> **Task goal**
Return, word for word, the part of the listing below that opens with the line containing "Trace the outline of every instance of the <item>door" and closes with the line containing "Give the mask of the <item>door". Include both of those lines.

> **Records for processing**
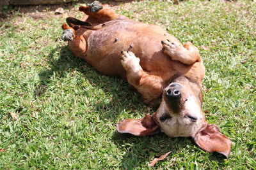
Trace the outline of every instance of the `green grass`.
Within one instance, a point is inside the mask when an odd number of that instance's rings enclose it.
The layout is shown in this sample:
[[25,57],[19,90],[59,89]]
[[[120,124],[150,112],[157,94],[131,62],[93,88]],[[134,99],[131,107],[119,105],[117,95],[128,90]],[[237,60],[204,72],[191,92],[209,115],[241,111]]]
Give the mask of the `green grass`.
[[65,18],[17,11],[0,25],[0,169],[150,169],[170,151],[156,169],[255,169],[255,2],[145,0],[114,8],[199,47],[204,110],[232,139],[228,159],[189,138],[117,134],[119,121],[154,110],[124,80],[72,56],[60,39]]

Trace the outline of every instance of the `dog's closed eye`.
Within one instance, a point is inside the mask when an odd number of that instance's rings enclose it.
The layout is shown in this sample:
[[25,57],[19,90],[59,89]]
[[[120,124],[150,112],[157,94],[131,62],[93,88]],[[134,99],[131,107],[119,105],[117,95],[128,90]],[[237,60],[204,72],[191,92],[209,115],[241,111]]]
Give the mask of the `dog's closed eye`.
[[167,113],[165,113],[160,117],[160,121],[163,122],[166,121],[166,120],[170,119],[172,117],[169,115],[168,115]]
[[190,116],[190,115],[186,115],[186,117],[187,118],[189,118],[190,120],[191,120],[192,122],[196,122],[196,120],[197,120],[197,118],[191,117],[191,116]]

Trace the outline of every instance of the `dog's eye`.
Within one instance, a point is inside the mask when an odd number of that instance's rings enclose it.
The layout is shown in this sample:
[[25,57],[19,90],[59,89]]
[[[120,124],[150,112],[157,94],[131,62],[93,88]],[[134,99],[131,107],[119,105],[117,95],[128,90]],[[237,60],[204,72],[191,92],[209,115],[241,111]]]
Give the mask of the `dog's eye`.
[[192,122],[196,122],[196,120],[197,120],[197,118],[191,117],[191,116],[190,116],[190,115],[186,115],[186,117],[187,117],[188,118],[189,118]]
[[160,117],[160,121],[161,122],[164,122],[165,120],[166,120],[167,119],[169,119],[169,118],[171,118],[172,117],[169,115],[168,115],[168,114],[164,114],[164,115],[163,115],[163,116],[161,116],[161,117]]

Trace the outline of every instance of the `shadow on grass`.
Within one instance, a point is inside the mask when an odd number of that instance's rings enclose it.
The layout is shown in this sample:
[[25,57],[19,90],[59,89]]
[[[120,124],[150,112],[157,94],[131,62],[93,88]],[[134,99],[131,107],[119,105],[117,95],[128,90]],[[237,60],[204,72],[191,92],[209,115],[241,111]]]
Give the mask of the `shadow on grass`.
[[[59,58],[56,59],[56,56]],[[125,80],[102,75],[84,60],[74,57],[67,46],[58,46],[52,50],[47,59],[51,68],[40,73],[40,84],[34,92],[35,97],[40,97],[47,89],[51,83],[52,76],[55,74],[58,78],[65,77],[67,73],[72,70],[81,73],[91,85],[100,89],[104,92],[113,96],[112,100],[108,103],[100,101],[96,104],[97,111],[100,118],[106,120],[111,118],[116,120],[118,113],[124,108],[133,110],[145,107],[140,94],[129,91],[128,84]],[[102,81],[102,78],[104,81]],[[107,81],[106,81],[107,80]],[[131,103],[131,101],[132,101]],[[113,108],[116,108],[113,114]],[[111,111],[109,111],[111,110]],[[115,132],[111,140],[120,150],[127,148],[127,152],[120,161],[120,166],[125,169],[133,169],[150,163],[154,158],[172,152],[167,158],[177,156],[182,159],[186,155],[182,152],[182,149],[195,145],[192,139],[187,138],[168,138],[163,133],[144,137],[137,137],[128,134]],[[191,150],[193,152],[196,150]],[[223,161],[220,154],[211,153],[209,157],[211,160],[220,163]],[[170,165],[175,162],[170,162]]]

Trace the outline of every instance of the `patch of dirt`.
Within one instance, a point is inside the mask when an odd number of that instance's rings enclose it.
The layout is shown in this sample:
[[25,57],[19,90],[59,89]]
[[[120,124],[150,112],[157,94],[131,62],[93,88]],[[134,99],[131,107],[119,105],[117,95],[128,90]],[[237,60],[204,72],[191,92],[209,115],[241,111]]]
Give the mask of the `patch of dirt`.
[[[27,5],[27,6],[12,6],[13,10],[10,10],[8,13],[4,13],[0,11],[0,22],[5,22],[6,20],[10,20],[14,13],[19,12],[22,15],[27,15],[35,20],[41,20],[45,17],[51,17],[56,16],[54,11],[60,7],[62,8],[68,16],[74,16],[77,12],[77,8],[76,5],[86,5],[94,1],[78,1],[77,2],[72,2],[67,4],[45,4],[45,5]],[[107,4],[113,10],[118,10],[118,5],[120,3],[131,3],[134,1],[108,1]]]

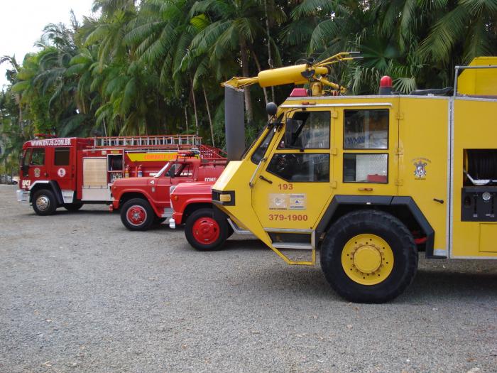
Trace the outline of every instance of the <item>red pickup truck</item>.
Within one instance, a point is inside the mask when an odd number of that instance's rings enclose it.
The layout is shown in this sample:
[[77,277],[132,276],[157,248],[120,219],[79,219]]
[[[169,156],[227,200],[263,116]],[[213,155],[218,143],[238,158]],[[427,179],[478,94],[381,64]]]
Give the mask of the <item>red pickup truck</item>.
[[170,193],[185,183],[214,183],[226,166],[226,159],[178,156],[153,176],[116,180],[111,188],[111,210],[121,210],[121,220],[130,230],[146,230],[173,215]]
[[214,183],[188,183],[171,192],[173,217],[169,227],[185,225],[185,236],[200,251],[216,250],[233,232],[251,234],[212,205]]

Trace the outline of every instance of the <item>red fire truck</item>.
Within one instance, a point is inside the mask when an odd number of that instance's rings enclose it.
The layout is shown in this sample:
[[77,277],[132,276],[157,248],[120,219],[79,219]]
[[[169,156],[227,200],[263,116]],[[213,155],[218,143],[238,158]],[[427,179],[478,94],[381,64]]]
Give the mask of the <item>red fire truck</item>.
[[[146,230],[154,222],[160,223],[173,216],[170,193],[176,187],[186,184],[212,186],[226,163],[225,158],[199,158],[193,151],[180,151],[153,176],[116,180],[111,188],[114,201],[111,209],[121,209],[121,220],[129,230]],[[210,204],[210,188],[207,194]],[[205,198],[203,195],[200,197]]]
[[178,185],[171,192],[173,216],[169,227],[185,225],[185,237],[200,251],[217,249],[234,232],[251,234],[226,217],[214,219],[212,208],[214,183],[188,183]]
[[70,211],[84,203],[110,204],[116,180],[153,175],[180,151],[192,151],[199,158],[223,158],[219,149],[202,145],[195,135],[37,136],[41,138],[23,146],[17,200],[29,202],[39,215],[60,207]]

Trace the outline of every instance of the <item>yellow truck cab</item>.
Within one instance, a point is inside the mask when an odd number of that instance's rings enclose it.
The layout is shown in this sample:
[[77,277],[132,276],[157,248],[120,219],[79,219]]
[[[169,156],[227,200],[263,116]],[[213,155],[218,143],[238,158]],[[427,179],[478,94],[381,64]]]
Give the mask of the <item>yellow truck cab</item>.
[[[418,251],[497,259],[496,67],[495,57],[457,67],[451,95],[344,96],[317,95],[326,77],[307,65],[311,90],[268,105],[272,119],[229,162],[213,202],[289,264],[314,265],[320,250],[327,281],[352,301],[400,294]],[[226,90],[245,85],[236,79]]]

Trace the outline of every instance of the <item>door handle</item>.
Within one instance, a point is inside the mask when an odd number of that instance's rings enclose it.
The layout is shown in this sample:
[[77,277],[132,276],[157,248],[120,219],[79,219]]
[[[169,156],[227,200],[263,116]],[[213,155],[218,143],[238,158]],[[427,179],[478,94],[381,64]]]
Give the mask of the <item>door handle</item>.
[[264,176],[263,176],[262,175],[261,175],[259,176],[259,178],[260,178],[261,180],[263,180],[266,181],[266,183],[269,183],[270,184],[272,184],[272,183],[273,183],[273,182],[272,182],[271,180],[269,180],[269,179],[268,179],[268,178],[265,178]]

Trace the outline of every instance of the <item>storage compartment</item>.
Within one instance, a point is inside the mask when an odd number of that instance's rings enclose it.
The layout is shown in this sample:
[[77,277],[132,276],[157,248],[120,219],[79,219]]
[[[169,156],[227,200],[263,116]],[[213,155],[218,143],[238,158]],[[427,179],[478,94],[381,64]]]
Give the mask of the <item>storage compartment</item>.
[[107,188],[107,158],[83,158],[83,188]]
[[465,185],[497,185],[497,149],[464,149]]
[[497,225],[480,225],[480,252],[497,252]]

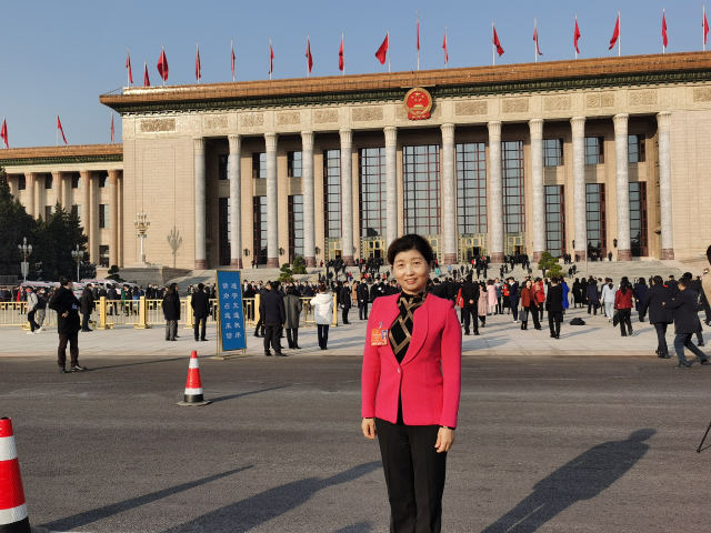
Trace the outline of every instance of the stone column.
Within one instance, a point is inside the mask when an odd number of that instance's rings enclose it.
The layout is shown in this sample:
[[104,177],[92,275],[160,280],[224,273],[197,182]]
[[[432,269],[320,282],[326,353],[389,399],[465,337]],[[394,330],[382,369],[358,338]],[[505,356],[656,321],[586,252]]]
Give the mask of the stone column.
[[37,181],[37,174],[28,172],[24,174],[24,210],[27,214],[37,219],[37,212],[34,211],[34,182]]
[[501,122],[489,127],[489,255],[492,263],[503,263],[503,180],[501,178]]
[[457,173],[454,124],[442,124],[442,264],[457,264]]
[[313,132],[301,132],[303,182],[303,259],[316,266],[316,193],[313,183]]
[[242,270],[242,138],[228,135],[230,142],[230,269]]
[[671,113],[657,115],[659,130],[659,210],[662,221],[662,260],[674,259],[674,228],[671,219]]
[[630,241],[630,179],[627,123],[629,114],[615,114],[614,122],[614,167],[618,201],[618,261],[632,261]]
[[279,197],[277,177],[277,133],[264,133],[267,141],[267,268],[279,268]]
[[385,131],[385,204],[387,240],[385,251],[390,243],[398,239],[398,129],[389,125]]
[[119,264],[119,172],[109,171],[109,268]]
[[531,184],[533,193],[533,262],[548,248],[545,234],[545,183],[543,181],[543,119],[529,121],[531,131]]
[[[585,200],[585,118],[570,119],[573,130],[573,212],[575,213],[575,255],[588,255],[588,218]],[[574,259],[574,258],[573,258]]]
[[[356,265],[353,261],[353,130],[340,130],[339,133],[341,134],[341,247],[343,262],[347,266],[353,266]],[[388,190],[388,205],[390,205],[390,190]]]
[[204,138],[192,138],[192,150],[196,173],[196,269],[208,269],[208,249],[206,242],[206,170]]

> **Result**
Trace the outline of every instance of the <item>door handle</item>.
Within one instance, a point is inside the mask when an odd number of that instance's rings enclose it.
The layout is shown in this sample:
[[77,277],[132,276],[157,248],[120,219],[79,219]]
[[[169,156],[227,200],[263,116]],[[213,155],[218,143],[238,158]],[[427,179],[478,94],[381,64]]]
Give the mask of the <item>door handle</item>.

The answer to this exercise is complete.